LISTED ENTRIES:
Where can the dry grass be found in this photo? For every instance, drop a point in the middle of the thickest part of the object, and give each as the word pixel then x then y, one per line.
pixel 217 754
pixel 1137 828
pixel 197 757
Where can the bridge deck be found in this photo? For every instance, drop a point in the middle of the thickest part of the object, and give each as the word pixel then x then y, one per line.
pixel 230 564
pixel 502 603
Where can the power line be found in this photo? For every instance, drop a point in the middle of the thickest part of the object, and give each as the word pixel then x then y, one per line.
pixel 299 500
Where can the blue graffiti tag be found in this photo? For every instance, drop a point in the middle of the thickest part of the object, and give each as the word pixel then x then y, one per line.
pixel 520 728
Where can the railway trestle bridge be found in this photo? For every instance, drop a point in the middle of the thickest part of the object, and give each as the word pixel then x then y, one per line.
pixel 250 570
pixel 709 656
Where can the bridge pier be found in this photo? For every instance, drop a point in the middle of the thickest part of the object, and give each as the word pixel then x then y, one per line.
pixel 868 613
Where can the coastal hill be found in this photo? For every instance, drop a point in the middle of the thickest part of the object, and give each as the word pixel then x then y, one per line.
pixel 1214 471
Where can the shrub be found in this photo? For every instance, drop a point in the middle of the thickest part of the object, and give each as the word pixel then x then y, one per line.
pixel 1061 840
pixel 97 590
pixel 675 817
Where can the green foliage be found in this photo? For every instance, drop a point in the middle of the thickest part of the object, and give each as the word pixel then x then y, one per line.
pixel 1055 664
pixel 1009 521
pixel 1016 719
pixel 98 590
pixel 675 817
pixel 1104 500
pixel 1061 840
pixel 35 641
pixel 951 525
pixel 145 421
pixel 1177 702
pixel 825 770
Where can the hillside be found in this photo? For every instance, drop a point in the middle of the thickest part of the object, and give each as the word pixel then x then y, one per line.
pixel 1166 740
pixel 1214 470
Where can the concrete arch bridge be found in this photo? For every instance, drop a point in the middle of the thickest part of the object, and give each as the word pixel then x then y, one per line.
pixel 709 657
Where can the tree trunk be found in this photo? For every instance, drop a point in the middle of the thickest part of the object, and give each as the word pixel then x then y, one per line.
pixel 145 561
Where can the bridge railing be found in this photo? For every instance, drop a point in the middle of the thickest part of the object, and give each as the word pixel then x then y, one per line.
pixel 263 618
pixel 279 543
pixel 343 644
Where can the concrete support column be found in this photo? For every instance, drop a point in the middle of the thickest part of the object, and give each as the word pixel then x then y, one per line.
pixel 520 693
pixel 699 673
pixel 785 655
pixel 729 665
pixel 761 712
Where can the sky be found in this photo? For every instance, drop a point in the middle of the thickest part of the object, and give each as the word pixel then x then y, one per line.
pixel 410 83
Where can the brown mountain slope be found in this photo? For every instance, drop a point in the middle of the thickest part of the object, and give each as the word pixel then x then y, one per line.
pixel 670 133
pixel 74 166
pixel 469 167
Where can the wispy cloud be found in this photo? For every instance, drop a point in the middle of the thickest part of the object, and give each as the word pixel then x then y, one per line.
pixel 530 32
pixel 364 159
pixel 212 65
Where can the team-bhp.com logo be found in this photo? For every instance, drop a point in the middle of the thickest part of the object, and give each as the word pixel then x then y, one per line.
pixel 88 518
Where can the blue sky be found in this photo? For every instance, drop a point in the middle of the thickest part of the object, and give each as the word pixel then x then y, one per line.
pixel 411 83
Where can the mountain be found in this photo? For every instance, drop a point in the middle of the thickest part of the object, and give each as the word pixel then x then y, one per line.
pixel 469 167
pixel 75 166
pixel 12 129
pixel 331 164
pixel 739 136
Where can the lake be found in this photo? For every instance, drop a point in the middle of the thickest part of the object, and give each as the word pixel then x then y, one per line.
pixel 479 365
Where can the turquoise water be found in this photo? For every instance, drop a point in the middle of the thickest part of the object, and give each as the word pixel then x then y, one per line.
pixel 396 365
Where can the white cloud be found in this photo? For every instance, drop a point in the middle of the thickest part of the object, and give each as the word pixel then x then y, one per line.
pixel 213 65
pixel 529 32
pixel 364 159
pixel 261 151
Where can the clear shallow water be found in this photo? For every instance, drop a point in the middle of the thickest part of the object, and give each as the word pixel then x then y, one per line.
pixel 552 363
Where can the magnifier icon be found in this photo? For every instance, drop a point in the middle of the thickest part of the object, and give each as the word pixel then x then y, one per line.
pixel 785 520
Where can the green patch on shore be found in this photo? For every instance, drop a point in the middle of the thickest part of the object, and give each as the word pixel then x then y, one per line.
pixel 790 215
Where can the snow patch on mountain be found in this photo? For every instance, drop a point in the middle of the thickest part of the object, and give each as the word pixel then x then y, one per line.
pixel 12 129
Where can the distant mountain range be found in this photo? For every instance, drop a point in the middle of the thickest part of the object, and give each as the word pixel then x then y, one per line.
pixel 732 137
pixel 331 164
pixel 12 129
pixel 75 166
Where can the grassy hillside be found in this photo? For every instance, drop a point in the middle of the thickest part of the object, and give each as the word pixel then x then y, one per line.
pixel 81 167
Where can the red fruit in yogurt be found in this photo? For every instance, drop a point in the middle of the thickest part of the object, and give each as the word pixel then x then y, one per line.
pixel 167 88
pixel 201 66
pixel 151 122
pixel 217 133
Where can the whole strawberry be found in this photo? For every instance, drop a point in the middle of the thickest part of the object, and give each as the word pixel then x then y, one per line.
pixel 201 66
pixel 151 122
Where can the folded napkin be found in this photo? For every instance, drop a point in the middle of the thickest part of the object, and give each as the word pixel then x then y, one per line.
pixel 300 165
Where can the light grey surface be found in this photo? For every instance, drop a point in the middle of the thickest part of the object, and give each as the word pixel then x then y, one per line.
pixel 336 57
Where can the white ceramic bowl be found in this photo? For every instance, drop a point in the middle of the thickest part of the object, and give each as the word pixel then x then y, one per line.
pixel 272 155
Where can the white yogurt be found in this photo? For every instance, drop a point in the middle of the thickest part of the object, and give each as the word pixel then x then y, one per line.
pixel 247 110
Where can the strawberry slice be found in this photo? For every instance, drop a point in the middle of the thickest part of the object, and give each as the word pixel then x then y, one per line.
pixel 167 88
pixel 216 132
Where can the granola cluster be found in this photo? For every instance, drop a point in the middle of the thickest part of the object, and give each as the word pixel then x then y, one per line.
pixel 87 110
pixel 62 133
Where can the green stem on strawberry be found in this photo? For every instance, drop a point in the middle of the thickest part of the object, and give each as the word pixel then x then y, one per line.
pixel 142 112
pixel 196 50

AIM OF THE EXERCISE:
Retype every line of the data, keeping each one exactly as it is.

ANSWER SPACE:
Where can the dry grass be found in this photo? For every instance, drop a point in the middle of the thickest part of the object, and give each as the word pixel then x then y, one per line.
pixel 217 754
pixel 1137 828
pixel 197 757
Where can the bridge deck be found in this photo? For every instance, drop a point in the middle of the thickest part of the object, and give each as the word pixel then x then y, one per line.
pixel 230 564
pixel 502 603
Where can the power line be found in this photo? For every instance, drop a point in the middle of the thickest part of the object, and give each as the word pixel then x then y, one per line.
pixel 299 500
Where can the blue graffiti tag be found in this photo? For every instance, drop a point in the middle of the thickest part of the object, and give each as the word pixel then x then y, one per line.
pixel 520 728
Where can the railway trestle bridge be found in this photo? For every instance, drop a point in the middle of the thickest part of the object, and give each as the word pixel then x then y, one per line.
pixel 250 570
pixel 709 656
Where can the bridge pier be found in this photo? For every instance, drop a point in the middle of the thickest part of the object, and give each as the word pixel then x then y, one per line.
pixel 868 613
Where can the coastal hill be found in this photo? For every instance, drop a point in the middle of the thickest part of the object, and give each as the word pixel then x then y, one per line.
pixel 1214 471
Where can the shrub be found in this photo? For every instance, drop a point in the middle of the thickest part of the object, and give each as the word pixel then x then y, one per line.
pixel 1061 840
pixel 97 590
pixel 675 817
Where can the green foliage be found in this photo? For every instance, drop a point in the middle of the thickest part of the object, and give each as the word pixel then x then y, one per line.
pixel 1055 664
pixel 1009 521
pixel 1016 719
pixel 98 590
pixel 675 817
pixel 1104 500
pixel 1061 840
pixel 35 641
pixel 951 525
pixel 145 421
pixel 1177 702
pixel 825 770
Where can the hillside be found in this photo? For every instance, drop a point in the middle of the thickest part of the object, and give each as the word pixel then x then y, one per line.
pixel 1166 740
pixel 1214 470
Where can the concrete arch bridge be found in this photo? For every instance, drop a point in the middle of the thickest part of the object, and give each as the word pixel then x then y, one per line.
pixel 709 657
Where can the tree trunk be found in this photo? For every instance, drop a point in the middle of the thickest part of the object, and give each as the word pixel then x then y, one per line.
pixel 145 561
Where can the bridge railing be found in this photo? For every instance, drop a point in the middle of the thickest part of the object, and give each as the word pixel then x then y, one per line.
pixel 263 618
pixel 279 543
pixel 343 644
Where can the concrete support column be found in this photo? For every instance, drop a point in the middle of the thickest part of the object, and give each as the word pixel then x then y, one per line.
pixel 520 693
pixel 699 673
pixel 785 655
pixel 729 665
pixel 761 712
Where can the sky be found in this photo? For every instance, drop a point in the middle of the thickest part of the object, and give each as the word pixel then x then y, one per line.
pixel 410 83
Where can the brown mountain slope be found in this photo? For every instance, drop a point in the middle of the thickest part of the object, and give each as the word pixel then x then y, one per line.
pixel 670 133
pixel 74 166
pixel 469 167
Where can the wispy cloud be found in this photo? For every instance, drop a point in the middle of the thickest part of the object, and give each as the word pixel then x then y, one per line.
pixel 530 32
pixel 364 159
pixel 212 65
Where can the team-bhp.com logo be found in this photo? For every instance, drop a point in the middle of the thickest part of the object, and give each as the word pixel then x then y, one per line.
pixel 88 518
Where can the blue sky be found in this photo? For every instance, drop a point in the middle of the thickest part of the object, and give each as the word pixel then x then y, one per line.
pixel 411 83
Where can the mountain be found in this photo? For every instance, drop a point in the middle of the thickest part of the object, and give each as the word pixel then x then y, one per line.
pixel 469 167
pixel 75 166
pixel 12 129
pixel 331 164
pixel 739 136
Where can the lake be found in this photo? For every instance, drop a point in the middle of the thickest part of the object, and give each as the word pixel then x then y, one per line.
pixel 479 365
Where can the turquoise water be found in this photo? For every instance, drop a point in the middle of the thickest part of the object, and give each as the word pixel then x then y, one per line.
pixel 396 365
Where can the white cloud be found in this photo? For every instance, drop a point in the middle of the thickest part of the object, and give each as the word pixel then x then y, one per line.
pixel 213 65
pixel 529 32
pixel 364 159
pixel 261 151
Where can the clear shallow water be found in this photo? For every instance, drop a point in the middle of the thickest part of the object, and give each as the word pixel then x then y, one per line.
pixel 552 363
Where can the magnifier icon be found in this photo? For every instance, drop a point in the middle of the thickest part of the object, and give each as the word pixel then x then y, one per line.
pixel 785 520
Where can the green patch on shore be found in this photo? For every instance, drop a point in the middle of the thickest part of the object, and give each as the word pixel then x then y, one per line.
pixel 790 215
Where can the snow patch on mountain be found in this photo? For every instance, drop a point in the middle of the thickest part of the object, and give each as the word pixel then x then y, one per line.
pixel 12 129
Where can the distant mountain range be found in this photo? For every instance, drop a point in the middle of the thickest part of the object, and give each as the word pixel then x then y, one per line.
pixel 732 137
pixel 331 164
pixel 12 129
pixel 75 166
Where can the grassy hillside be found in this photo? For every instance, drop a point in the middle of the thickest part of the object, and give each as the word pixel then x then y, one per line.
pixel 81 167
Where can the red fruit in yogurt be found in this photo? For every instance, drop a point in the middle of the thickest part of the object, and give each as the word pixel then x then y, one per line.
pixel 167 88
pixel 201 66
pixel 151 122
pixel 217 133
Where can the whole strawberry be found in this photo? For every instance, drop a point in the middle of the thickest part of the object, and give each as the word pixel then x then y, one per line.
pixel 201 66
pixel 151 122
Where can the folded napkin be found in this photo? For every instance, drop a point in the middle of the thickest part of the object, and give each as the word pixel then x then y, one per line.
pixel 300 165
Where can the light grey surface be found in this photo? For every instance, drop a point in the middle of the thickest part of the object, and give each as the word pixel then x then y, one per line.
pixel 336 57
Where can the white ceramic bowl be found in this photo? For every instance, drop a point in the middle of the thickest part of the object, and give each as the word pixel then x then y, one per line.
pixel 272 155
Where can the white yogurt be found in this photo? For every instance, drop a point in the middle of the thickest part of the object, and give each as the word pixel then x then y, one per line.
pixel 247 110
Where can the strawberry slice be found in this photo? For every instance, drop a point in the middle of the thickest part of the object, and give each as the word pixel then x then y, one per line.
pixel 167 88
pixel 216 132
Where can the granola cluster be found in this photo? For every instance, drop a point in the middle of the thickest part of the object, and give each as the word pixel then x then y, one per line.
pixel 87 110
pixel 62 133
Where can the green stem on strawberry be found in this photo? For every instance, drop a point in the middle of the thickest part of the object, and give each as the word pixel then x then y, one per line.
pixel 142 112
pixel 196 50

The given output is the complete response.